__TASK INSTRUCTIONS__
Word for word, restate the lines that run from the line containing "A point falls on each instance of the performer" to the last line of the records below.

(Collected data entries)
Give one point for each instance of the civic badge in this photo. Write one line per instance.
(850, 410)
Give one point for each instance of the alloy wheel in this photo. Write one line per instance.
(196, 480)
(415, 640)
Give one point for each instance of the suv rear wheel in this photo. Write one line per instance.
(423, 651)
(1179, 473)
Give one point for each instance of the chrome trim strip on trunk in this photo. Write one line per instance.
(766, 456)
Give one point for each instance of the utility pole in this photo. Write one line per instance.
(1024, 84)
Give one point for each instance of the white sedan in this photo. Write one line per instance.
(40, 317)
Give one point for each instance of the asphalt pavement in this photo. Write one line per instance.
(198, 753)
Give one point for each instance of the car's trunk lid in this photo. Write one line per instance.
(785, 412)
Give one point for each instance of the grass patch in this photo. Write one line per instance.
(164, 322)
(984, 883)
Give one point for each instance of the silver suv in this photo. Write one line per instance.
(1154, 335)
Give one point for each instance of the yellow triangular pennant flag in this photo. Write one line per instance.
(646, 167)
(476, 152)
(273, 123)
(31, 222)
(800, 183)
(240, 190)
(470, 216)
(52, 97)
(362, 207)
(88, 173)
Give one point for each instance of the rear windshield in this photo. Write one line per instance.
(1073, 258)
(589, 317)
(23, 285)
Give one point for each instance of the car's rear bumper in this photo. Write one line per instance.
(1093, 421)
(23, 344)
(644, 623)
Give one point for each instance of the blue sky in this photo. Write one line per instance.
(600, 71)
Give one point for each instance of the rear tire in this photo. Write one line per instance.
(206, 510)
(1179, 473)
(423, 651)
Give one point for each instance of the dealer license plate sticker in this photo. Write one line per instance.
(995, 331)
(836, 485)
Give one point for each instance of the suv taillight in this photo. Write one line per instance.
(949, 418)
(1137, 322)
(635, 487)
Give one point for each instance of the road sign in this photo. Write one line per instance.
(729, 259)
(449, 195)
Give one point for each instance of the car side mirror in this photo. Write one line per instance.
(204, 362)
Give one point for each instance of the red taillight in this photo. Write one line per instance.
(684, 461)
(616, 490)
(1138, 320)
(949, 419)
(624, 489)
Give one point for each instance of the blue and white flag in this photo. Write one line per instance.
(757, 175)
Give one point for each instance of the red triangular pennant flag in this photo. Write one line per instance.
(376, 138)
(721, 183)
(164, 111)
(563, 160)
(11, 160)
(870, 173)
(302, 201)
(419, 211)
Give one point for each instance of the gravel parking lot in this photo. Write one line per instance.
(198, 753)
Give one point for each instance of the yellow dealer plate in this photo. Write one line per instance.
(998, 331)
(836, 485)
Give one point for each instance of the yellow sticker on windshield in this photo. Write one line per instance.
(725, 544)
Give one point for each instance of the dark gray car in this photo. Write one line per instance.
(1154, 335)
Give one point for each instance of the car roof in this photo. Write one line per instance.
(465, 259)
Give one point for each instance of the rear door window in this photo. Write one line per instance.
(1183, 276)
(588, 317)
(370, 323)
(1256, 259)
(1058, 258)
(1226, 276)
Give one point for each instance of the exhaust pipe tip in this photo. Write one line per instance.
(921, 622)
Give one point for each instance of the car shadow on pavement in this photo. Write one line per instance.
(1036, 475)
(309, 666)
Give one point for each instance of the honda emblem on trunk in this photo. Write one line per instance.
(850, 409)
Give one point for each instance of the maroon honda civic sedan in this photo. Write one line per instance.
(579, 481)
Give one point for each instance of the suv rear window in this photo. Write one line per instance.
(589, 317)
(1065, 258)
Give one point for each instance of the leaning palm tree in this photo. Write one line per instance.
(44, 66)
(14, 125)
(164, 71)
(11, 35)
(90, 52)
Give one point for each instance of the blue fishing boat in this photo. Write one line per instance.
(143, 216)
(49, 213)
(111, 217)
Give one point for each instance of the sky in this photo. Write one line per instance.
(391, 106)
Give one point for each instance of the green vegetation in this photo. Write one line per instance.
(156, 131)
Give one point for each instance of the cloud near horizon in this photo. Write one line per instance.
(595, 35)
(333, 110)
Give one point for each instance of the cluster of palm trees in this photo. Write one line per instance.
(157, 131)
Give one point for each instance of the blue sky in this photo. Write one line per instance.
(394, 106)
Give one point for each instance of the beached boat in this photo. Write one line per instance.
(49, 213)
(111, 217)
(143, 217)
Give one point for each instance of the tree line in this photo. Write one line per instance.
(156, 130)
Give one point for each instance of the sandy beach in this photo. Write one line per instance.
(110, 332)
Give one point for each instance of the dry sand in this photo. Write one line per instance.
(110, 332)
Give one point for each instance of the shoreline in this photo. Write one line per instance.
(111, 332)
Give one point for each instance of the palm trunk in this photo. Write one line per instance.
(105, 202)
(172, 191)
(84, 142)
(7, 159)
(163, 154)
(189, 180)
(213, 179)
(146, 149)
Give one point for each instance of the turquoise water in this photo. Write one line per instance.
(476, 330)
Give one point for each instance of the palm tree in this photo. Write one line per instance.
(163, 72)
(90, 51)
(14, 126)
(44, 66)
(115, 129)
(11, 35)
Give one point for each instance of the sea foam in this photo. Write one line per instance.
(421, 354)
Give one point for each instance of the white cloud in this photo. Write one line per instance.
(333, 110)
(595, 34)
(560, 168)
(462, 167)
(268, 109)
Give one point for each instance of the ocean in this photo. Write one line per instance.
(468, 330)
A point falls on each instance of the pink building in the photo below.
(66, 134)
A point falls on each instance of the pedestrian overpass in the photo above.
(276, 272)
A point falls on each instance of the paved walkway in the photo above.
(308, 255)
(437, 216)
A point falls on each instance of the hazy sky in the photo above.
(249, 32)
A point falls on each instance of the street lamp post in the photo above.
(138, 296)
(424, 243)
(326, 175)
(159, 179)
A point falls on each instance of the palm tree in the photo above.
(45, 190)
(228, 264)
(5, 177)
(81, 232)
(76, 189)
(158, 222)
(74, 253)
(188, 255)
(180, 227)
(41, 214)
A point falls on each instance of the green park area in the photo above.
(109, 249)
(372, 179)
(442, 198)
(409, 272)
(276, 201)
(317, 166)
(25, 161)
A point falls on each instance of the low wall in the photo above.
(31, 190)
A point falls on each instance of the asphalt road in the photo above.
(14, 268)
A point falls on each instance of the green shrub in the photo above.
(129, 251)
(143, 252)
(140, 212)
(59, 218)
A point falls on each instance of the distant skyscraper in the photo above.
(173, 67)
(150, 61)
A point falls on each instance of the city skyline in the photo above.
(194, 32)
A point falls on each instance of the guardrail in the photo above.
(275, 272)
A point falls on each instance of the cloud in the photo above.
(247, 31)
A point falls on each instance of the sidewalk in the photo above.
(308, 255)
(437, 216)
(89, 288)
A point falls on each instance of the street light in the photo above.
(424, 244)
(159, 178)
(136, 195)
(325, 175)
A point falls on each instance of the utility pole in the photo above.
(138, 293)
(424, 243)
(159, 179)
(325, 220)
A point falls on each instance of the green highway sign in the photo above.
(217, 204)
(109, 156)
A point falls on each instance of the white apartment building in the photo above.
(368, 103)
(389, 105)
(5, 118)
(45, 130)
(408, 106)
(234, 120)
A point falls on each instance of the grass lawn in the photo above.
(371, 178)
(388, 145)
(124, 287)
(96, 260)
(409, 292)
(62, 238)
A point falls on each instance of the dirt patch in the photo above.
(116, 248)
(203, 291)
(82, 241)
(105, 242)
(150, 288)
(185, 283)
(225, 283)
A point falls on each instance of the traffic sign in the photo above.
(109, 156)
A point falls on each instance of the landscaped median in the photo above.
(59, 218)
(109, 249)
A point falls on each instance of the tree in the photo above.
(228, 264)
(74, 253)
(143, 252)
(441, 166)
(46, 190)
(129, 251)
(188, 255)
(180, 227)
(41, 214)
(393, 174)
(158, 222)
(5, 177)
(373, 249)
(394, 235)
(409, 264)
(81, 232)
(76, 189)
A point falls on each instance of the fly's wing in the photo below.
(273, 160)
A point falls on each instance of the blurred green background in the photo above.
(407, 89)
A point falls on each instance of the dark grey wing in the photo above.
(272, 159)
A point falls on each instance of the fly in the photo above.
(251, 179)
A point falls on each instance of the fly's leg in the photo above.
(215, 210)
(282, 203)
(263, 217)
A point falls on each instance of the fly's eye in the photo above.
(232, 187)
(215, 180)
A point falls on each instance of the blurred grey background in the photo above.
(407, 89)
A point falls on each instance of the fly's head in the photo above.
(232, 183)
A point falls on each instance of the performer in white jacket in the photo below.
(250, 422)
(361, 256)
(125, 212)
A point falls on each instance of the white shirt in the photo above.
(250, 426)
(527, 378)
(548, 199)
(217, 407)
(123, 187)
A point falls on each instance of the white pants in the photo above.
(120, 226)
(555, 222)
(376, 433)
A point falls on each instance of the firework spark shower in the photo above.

__SOLUTION FOR THIS PROBLEM__
A point falls on each instance of the performer in white jacket in the photo below.
(250, 422)
(361, 256)
(125, 212)
A point falls on each instance of the white shirt in the photo above.
(250, 426)
(527, 378)
(548, 199)
(217, 407)
(123, 187)
A point falls on each instance of the white pants in the photo above.
(120, 226)
(555, 222)
(376, 433)
A point falls on each instance of the firework spark shower in the photo above.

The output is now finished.